● **SET OF TASKS**:
1/ Retype the stretch of the filing from "The foregoing description" through "by reference herein.".
2/ Answer these questions from the filing:
(a) What is the interest rate on the Convertible Notes?
(b) On or about what date does the Company expect the Exchanges to settle?
(c) Under what exhibit number is the form of exchange agreement filed?

● **PAGE TEXT**:
Item 1.01. | Entry into a Material Definitive Agreement |
On May 15, 2019, Par Pacific Holdings, Inc. (the “Company”) entered into privately negotiated exchange agreements (the “Exchange Agreements”) with a limited number of holders (the “Noteholders”) of its outstanding 5.00% Convertible Senior Notes due 2021 (the “Convertible Notes”), pursuant to which the Company agreed to exchange (the “Exchanges”) approximately $31.7 million in aggregate principal amount of the Convertible Notes held by the Noteholders for an aggregate of approximately $14.8 million in cash and 1,303,344 newly issued shares (the “Exchange Shares”) of the common stock of the Company, par value $.01 per share, pursuant to a private placement in reliance on Section 4(a)(2) of the Securities Act of 1933, as amended (the “Securities Act”).
The Company anticipates that the Exchanges will settle on or about May 22, 2019. Upon settlement of the Exchanges, the aggregate principal amount of the Convertible Notes outstanding is expected to be reduced to approximately $83.3 million.
The foregoing description of the Exchange Agreements is qualified in its entirety by reference to the form of exchange agreement filed as Exhibit 10.1 of this Current Report on Form8-K, which is incorporated by reference herein.
Item 3.02. | Unregistered Sales of Equity Securities |
The information provided under Item 1.01 in this Current Report on Form8-K regarding the issuance of the Exchange Shares pursuant to the Exchanges is incorporated by reference into this Item 3.02.

● **RECORD EXCERPTS**:

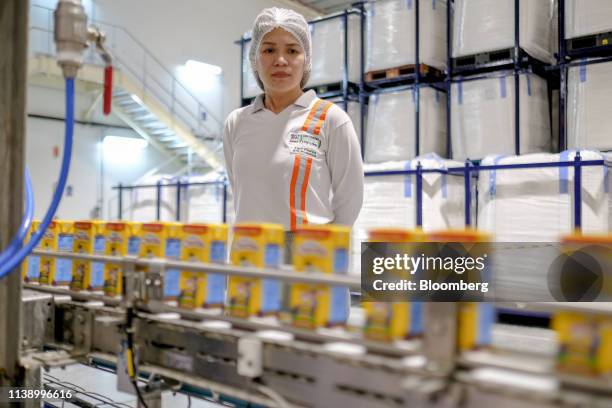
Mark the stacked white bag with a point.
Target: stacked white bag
(328, 50)
(354, 111)
(483, 117)
(589, 111)
(391, 133)
(390, 201)
(142, 201)
(586, 17)
(390, 33)
(537, 204)
(488, 25)
(534, 207)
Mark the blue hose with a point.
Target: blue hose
(18, 257)
(25, 223)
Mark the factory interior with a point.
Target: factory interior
(306, 203)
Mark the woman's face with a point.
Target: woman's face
(280, 61)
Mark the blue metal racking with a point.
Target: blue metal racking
(471, 169)
(519, 62)
(599, 52)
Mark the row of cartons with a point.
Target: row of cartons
(322, 249)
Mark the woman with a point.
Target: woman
(291, 157)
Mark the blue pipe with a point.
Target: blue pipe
(16, 243)
(12, 263)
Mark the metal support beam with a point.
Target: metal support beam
(13, 43)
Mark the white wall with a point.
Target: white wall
(203, 30)
(91, 174)
(174, 32)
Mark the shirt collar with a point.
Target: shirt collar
(304, 101)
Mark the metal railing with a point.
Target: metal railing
(132, 57)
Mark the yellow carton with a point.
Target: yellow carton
(172, 250)
(322, 249)
(49, 242)
(116, 240)
(256, 245)
(392, 321)
(134, 237)
(65, 240)
(152, 240)
(206, 243)
(88, 239)
(47, 264)
(31, 265)
(475, 320)
(585, 343)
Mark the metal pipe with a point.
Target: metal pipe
(417, 80)
(345, 68)
(517, 91)
(120, 212)
(474, 168)
(178, 200)
(362, 78)
(224, 203)
(468, 193)
(419, 195)
(13, 79)
(158, 201)
(449, 74)
(189, 184)
(577, 192)
(242, 41)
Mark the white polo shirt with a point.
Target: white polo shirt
(302, 165)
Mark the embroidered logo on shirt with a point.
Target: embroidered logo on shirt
(304, 143)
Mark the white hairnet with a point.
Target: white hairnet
(288, 20)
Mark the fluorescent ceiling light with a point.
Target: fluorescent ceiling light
(124, 143)
(137, 99)
(197, 67)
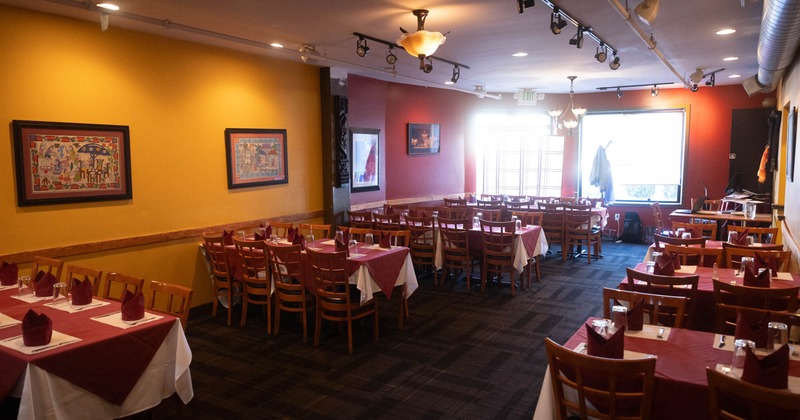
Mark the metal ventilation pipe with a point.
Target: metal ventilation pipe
(778, 41)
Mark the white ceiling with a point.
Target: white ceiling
(483, 34)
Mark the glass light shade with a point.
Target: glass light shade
(421, 43)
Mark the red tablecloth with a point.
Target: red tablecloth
(108, 361)
(681, 389)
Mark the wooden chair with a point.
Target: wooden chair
(170, 299)
(733, 398)
(659, 308)
(624, 388)
(320, 231)
(734, 253)
(281, 228)
(48, 265)
(256, 282)
(423, 244)
(529, 217)
(75, 272)
(360, 219)
(701, 257)
(222, 273)
(683, 286)
(454, 234)
(498, 252)
(727, 295)
(122, 282)
(290, 290)
(579, 232)
(336, 299)
(761, 235)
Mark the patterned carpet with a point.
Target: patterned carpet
(461, 355)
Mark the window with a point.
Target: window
(517, 156)
(645, 150)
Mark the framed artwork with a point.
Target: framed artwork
(71, 162)
(791, 143)
(423, 139)
(256, 157)
(365, 169)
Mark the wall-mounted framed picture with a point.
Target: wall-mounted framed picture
(365, 165)
(791, 143)
(256, 156)
(60, 163)
(423, 139)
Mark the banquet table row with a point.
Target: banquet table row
(96, 365)
(681, 389)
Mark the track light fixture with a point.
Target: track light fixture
(361, 47)
(602, 53)
(557, 23)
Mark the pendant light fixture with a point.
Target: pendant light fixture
(570, 122)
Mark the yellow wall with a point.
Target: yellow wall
(177, 98)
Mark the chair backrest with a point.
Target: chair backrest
(171, 299)
(760, 235)
(774, 298)
(734, 253)
(660, 308)
(214, 245)
(660, 240)
(75, 272)
(455, 202)
(122, 282)
(620, 388)
(48, 265)
(360, 219)
(529, 217)
(733, 398)
(658, 219)
(692, 255)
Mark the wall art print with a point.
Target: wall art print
(71, 162)
(256, 157)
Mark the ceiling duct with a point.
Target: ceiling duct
(777, 43)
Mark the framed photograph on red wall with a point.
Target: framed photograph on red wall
(60, 163)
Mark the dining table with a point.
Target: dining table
(681, 388)
(96, 365)
(704, 307)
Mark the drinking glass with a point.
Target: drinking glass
(737, 363)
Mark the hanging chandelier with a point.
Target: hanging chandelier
(570, 122)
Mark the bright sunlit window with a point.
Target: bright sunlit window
(517, 156)
(645, 149)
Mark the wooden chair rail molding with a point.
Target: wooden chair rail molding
(113, 244)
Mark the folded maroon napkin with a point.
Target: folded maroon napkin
(37, 329)
(664, 266)
(386, 240)
(81, 292)
(43, 284)
(612, 347)
(132, 306)
(227, 237)
(756, 280)
(771, 262)
(771, 371)
(8, 273)
(740, 238)
(756, 331)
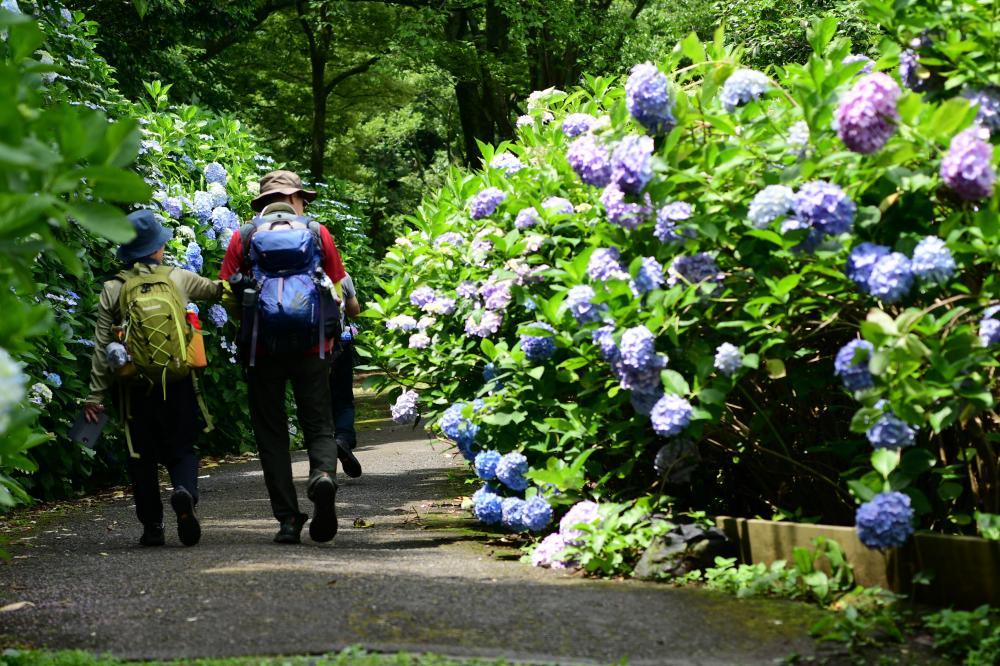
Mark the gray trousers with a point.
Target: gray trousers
(310, 379)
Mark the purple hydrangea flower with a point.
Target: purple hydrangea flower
(510, 470)
(932, 262)
(624, 213)
(486, 464)
(649, 98)
(670, 415)
(890, 432)
(862, 259)
(728, 359)
(539, 347)
(576, 124)
(648, 278)
(891, 277)
(485, 203)
(769, 204)
(743, 86)
(580, 301)
(886, 521)
(631, 163)
(852, 367)
(967, 167)
(867, 116)
(590, 160)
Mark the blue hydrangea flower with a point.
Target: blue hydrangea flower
(589, 159)
(510, 471)
(886, 521)
(743, 86)
(932, 261)
(511, 516)
(536, 514)
(539, 347)
(649, 98)
(576, 124)
(216, 173)
(852, 367)
(579, 300)
(967, 168)
(728, 358)
(488, 508)
(631, 163)
(486, 464)
(769, 204)
(891, 277)
(824, 207)
(890, 432)
(648, 278)
(670, 415)
(862, 260)
(217, 315)
(485, 203)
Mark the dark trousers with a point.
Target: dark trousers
(164, 431)
(310, 379)
(342, 396)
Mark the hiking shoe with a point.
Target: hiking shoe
(323, 493)
(152, 535)
(348, 462)
(291, 530)
(188, 527)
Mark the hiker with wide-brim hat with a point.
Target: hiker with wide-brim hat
(160, 417)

● **FINAL ANSWERS**:
1/
The foregoing description of the Exchange Agreements is qualified in its entirety by reference to the form of exchange agreement filed as Exhibit 10.1 of this Current Report on Form8-K, which is incorporated by reference herein.

2/
(a) 5.00%
(b) May 22, 2019
(c) Exhibit 10.1